═════ Page text

An idea for how to make a mutex without mutexes.
.gitignore | ||
compile-debug.sh | ||
compile-release.sh | ||
LICENSE | ||
main.cpp | ||
README.md | ||
test-sourceme.sh |
mutex idea
This is the implementation of an idea I had to make a mutex for thread synchronization without using CPU features (which is apparently what most mutex implementations use, or are supposed to use). As such, this sketch might have hidden limitations that I'm not aware of due to my little experience with parallel programming. If I find any, I'll note them somewhere in this document or fix them.
Does it work?
Yes! For this test case, at least. I don't know what use cases would break it. I verified that it works like it should by running it 10,000+ times on my machine.
How?

══════════

● Task list
- 1) Based on the mutex README, decide whether each statement agrees with it: (a) the mutex relies on CPU features, (b) the author checked the program by running it more than 10,000 times, and (c) the author has a lot of experience with parallel programming. Answer yes or no for each, and quote the deciding words.
- 2) Return every line of the records that contains the string "chalet".

═════ Records

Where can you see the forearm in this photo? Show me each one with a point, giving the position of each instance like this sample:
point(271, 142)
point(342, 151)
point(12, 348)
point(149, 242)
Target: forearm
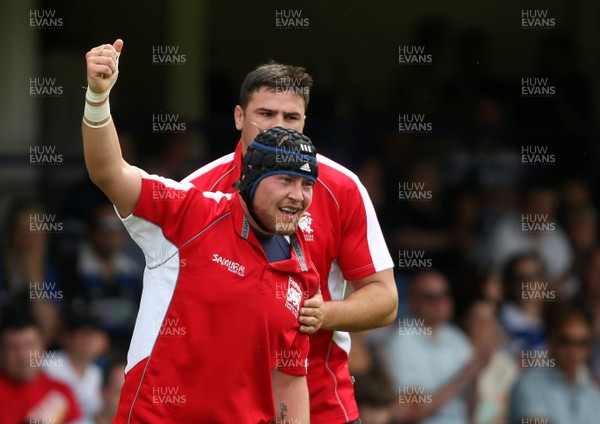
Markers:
point(290, 399)
point(372, 305)
point(102, 152)
point(118, 180)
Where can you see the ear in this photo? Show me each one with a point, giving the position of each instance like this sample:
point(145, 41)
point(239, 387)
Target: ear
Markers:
point(238, 117)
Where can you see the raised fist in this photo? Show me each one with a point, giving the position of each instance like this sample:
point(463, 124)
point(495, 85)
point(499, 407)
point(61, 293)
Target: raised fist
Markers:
point(103, 66)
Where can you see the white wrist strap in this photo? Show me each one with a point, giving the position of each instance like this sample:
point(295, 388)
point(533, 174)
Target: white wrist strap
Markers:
point(96, 113)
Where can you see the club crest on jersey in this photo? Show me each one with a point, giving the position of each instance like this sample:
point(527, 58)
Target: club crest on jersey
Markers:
point(294, 297)
point(305, 225)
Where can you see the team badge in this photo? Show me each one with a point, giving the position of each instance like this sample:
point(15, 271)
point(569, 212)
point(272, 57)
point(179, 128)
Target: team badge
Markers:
point(294, 297)
point(305, 225)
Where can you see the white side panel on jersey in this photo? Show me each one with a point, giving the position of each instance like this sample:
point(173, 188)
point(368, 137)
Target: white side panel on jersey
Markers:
point(337, 287)
point(159, 286)
point(377, 247)
point(208, 167)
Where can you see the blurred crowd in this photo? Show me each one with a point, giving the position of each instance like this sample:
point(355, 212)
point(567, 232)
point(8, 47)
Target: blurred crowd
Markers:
point(498, 261)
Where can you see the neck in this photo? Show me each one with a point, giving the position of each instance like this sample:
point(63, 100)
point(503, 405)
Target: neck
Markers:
point(252, 221)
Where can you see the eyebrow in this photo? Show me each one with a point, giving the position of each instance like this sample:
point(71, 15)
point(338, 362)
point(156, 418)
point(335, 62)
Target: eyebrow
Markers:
point(264, 109)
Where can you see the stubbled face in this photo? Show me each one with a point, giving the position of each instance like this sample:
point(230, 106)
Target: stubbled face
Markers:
point(280, 200)
point(269, 108)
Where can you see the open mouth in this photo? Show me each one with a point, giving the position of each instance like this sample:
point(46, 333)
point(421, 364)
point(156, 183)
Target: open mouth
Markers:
point(289, 213)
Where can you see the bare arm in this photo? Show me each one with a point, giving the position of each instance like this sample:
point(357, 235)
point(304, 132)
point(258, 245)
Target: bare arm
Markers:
point(116, 178)
point(374, 303)
point(290, 398)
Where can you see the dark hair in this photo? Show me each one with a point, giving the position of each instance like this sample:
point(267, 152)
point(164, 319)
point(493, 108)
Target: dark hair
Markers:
point(556, 315)
point(14, 319)
point(276, 76)
point(511, 280)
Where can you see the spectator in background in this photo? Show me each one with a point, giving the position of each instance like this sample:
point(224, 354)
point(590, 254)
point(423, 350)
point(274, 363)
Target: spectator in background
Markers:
point(102, 279)
point(28, 394)
point(581, 224)
point(490, 396)
point(562, 392)
point(522, 314)
point(590, 296)
point(533, 228)
point(114, 377)
point(27, 276)
point(430, 361)
point(84, 342)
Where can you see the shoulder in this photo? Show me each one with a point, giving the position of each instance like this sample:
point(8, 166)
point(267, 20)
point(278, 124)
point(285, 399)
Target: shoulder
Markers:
point(223, 164)
point(335, 174)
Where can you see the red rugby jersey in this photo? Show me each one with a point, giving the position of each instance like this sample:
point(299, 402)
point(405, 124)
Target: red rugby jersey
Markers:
point(215, 317)
point(346, 243)
point(41, 400)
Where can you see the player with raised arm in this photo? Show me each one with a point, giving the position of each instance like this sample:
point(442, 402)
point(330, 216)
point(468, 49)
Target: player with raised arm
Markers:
point(342, 232)
point(230, 270)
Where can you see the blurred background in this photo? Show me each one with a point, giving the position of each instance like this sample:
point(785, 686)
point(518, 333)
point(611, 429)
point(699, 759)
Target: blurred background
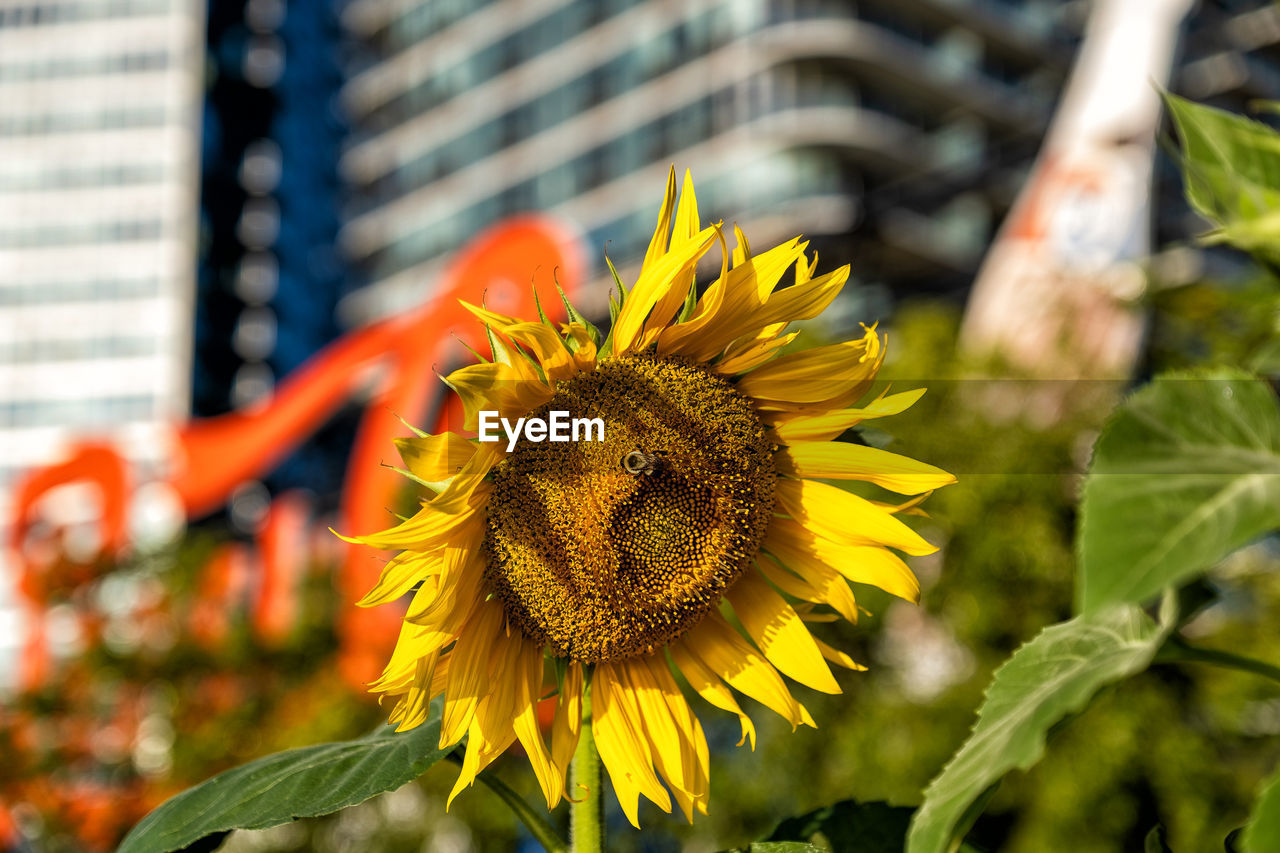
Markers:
point(197, 199)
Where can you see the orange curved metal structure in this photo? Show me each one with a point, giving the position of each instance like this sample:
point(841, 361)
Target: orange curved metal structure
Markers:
point(503, 267)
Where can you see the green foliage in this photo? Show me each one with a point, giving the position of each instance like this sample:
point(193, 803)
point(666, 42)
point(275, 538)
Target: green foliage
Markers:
point(1185, 471)
point(287, 785)
point(1232, 174)
point(1050, 678)
point(1262, 834)
point(849, 825)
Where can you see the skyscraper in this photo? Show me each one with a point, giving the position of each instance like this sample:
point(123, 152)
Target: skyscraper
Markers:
point(99, 119)
point(270, 276)
point(887, 129)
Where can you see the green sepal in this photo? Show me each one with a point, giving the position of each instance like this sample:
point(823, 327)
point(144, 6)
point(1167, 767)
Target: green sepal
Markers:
point(542, 314)
point(576, 316)
point(420, 433)
point(617, 279)
point(467, 347)
point(686, 313)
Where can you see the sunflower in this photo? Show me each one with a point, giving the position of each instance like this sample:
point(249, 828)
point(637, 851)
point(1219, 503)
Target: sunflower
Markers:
point(696, 536)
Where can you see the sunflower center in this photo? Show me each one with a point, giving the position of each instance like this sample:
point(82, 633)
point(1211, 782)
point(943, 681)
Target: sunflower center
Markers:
point(611, 548)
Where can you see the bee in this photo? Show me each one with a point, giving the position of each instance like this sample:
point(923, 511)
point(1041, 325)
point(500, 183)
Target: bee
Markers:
point(638, 463)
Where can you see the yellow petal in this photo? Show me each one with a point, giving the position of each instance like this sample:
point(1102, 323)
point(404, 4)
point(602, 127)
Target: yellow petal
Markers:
point(741, 249)
point(846, 461)
point(625, 752)
point(435, 459)
point(727, 655)
point(705, 310)
point(823, 427)
point(818, 583)
point(672, 733)
point(658, 243)
point(672, 276)
point(469, 670)
point(585, 351)
point(839, 657)
point(812, 375)
point(567, 725)
point(805, 553)
point(780, 633)
point(845, 518)
point(686, 224)
point(708, 685)
point(529, 676)
point(401, 574)
point(412, 711)
point(424, 530)
point(748, 291)
point(754, 351)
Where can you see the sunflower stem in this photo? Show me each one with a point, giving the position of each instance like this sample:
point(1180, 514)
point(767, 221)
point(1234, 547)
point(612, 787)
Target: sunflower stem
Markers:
point(586, 813)
point(1176, 649)
point(536, 826)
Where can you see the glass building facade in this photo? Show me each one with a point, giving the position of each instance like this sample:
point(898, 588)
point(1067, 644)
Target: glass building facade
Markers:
point(99, 117)
point(871, 127)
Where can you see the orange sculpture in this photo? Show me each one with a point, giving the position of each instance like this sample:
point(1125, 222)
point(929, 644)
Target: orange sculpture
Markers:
point(213, 456)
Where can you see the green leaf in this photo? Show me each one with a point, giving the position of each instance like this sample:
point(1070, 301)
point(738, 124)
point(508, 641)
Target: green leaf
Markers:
point(849, 825)
point(1185, 471)
point(1232, 174)
point(287, 785)
point(1047, 679)
point(1155, 840)
point(1262, 833)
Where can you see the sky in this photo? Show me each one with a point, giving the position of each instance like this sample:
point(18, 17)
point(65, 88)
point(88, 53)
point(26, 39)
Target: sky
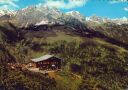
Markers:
point(103, 8)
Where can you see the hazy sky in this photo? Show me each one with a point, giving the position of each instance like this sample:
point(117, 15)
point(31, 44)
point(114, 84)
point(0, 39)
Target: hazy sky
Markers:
point(104, 8)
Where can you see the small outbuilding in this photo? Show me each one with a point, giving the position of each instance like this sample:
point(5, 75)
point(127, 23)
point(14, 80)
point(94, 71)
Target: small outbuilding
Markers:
point(46, 62)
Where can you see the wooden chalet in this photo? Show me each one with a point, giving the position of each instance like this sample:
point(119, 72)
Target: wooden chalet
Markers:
point(46, 62)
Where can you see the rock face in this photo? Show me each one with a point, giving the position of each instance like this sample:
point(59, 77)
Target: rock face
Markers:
point(40, 15)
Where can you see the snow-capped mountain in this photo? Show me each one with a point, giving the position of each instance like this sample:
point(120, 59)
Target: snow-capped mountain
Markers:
point(38, 15)
point(8, 12)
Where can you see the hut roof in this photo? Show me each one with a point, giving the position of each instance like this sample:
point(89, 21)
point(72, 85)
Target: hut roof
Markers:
point(45, 57)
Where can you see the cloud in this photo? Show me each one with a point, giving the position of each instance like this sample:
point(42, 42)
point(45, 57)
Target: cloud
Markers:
point(8, 4)
point(118, 1)
point(61, 4)
point(126, 9)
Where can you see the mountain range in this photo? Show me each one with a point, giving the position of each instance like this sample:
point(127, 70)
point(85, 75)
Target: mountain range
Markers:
point(37, 14)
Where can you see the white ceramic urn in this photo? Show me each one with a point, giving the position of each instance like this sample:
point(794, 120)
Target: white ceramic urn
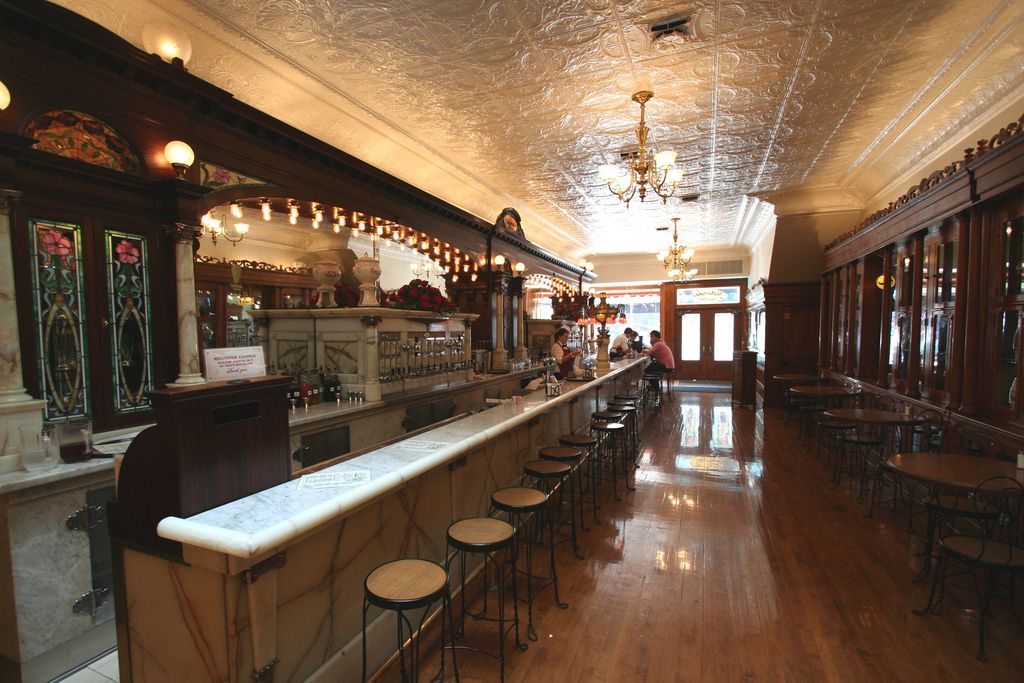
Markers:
point(367, 269)
point(327, 273)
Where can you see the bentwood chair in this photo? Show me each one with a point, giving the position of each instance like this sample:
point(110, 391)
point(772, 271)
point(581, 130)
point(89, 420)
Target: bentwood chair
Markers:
point(992, 549)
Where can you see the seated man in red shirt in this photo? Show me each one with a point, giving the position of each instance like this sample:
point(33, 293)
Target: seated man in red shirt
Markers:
point(662, 358)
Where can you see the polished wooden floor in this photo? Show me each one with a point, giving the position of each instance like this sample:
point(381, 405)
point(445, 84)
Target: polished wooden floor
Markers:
point(736, 560)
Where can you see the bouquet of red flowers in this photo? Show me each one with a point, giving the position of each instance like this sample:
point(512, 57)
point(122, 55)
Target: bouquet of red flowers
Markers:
point(420, 295)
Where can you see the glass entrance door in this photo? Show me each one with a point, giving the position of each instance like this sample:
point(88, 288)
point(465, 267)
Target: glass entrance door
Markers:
point(707, 339)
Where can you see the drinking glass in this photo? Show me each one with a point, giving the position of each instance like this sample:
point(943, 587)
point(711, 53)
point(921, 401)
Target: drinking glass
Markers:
point(75, 439)
point(39, 449)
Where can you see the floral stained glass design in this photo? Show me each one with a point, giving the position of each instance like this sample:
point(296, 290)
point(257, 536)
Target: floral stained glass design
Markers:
point(128, 292)
point(219, 177)
point(59, 317)
point(78, 135)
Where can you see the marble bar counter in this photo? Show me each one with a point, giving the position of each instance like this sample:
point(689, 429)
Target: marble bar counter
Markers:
point(271, 585)
point(336, 429)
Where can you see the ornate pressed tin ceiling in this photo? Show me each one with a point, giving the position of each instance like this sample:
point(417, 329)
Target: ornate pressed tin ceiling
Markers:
point(489, 103)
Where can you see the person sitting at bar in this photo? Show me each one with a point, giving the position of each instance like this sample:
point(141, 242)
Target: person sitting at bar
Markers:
point(621, 344)
point(662, 359)
point(562, 355)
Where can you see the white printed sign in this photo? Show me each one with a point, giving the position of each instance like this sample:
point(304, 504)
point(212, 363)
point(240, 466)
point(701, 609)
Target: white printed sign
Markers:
point(334, 479)
point(233, 364)
point(418, 445)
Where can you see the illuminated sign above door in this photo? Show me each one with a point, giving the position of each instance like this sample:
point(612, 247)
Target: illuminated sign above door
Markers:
point(706, 296)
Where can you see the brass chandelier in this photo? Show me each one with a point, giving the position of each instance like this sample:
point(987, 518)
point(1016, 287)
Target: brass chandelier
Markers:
point(677, 257)
point(644, 169)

══════════

● Answers to the problems
- 1)
(a) No: "without using CPU features"
(b) Yes: "by running it 10,000+ times on my machine"
(c) No: "due to my little experience with parallel programming"

- 2)
Where can you see the wooden chalet in this photo? Show me each one with a point, giving the position of each instance like this sample:
Target: wooden chalet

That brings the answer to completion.